#### TASK DETAILS:
Copy out each of the following rows word for word, leaving out the pictures.

============

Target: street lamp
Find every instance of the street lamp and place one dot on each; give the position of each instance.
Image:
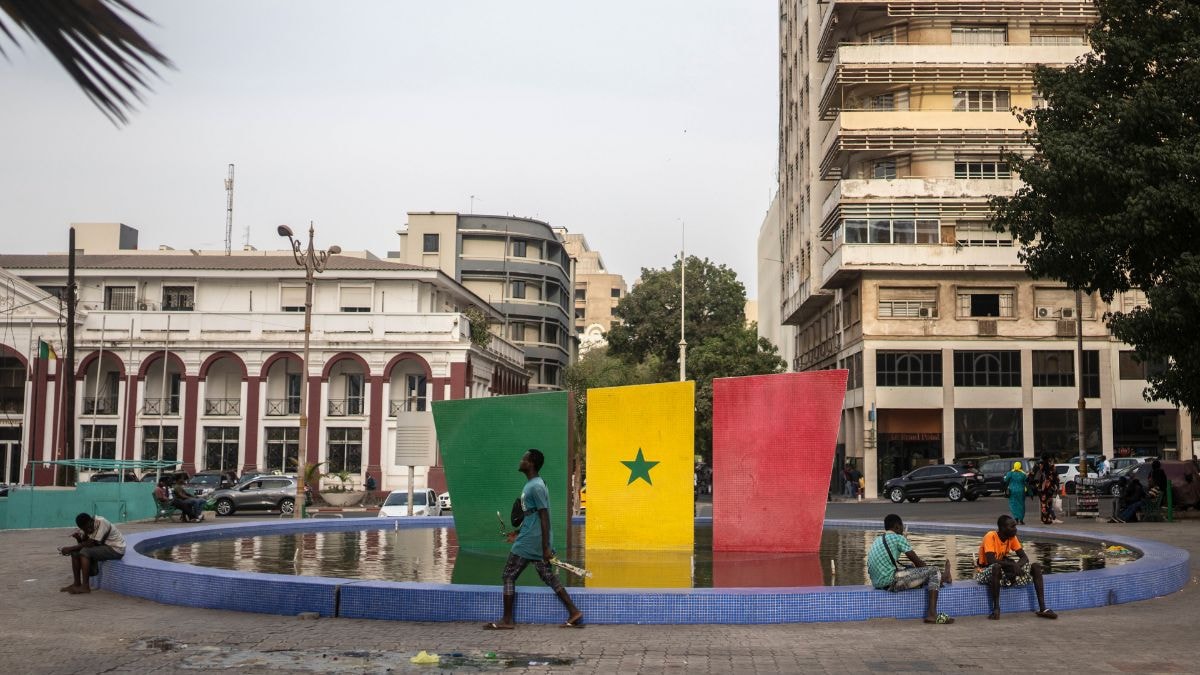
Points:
(312, 261)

============

#### FULL RESPONSE:
Target: street lamp
Find every instance of the street lamp and place one dot on each; give the position of each instance.
Image:
Points:
(312, 261)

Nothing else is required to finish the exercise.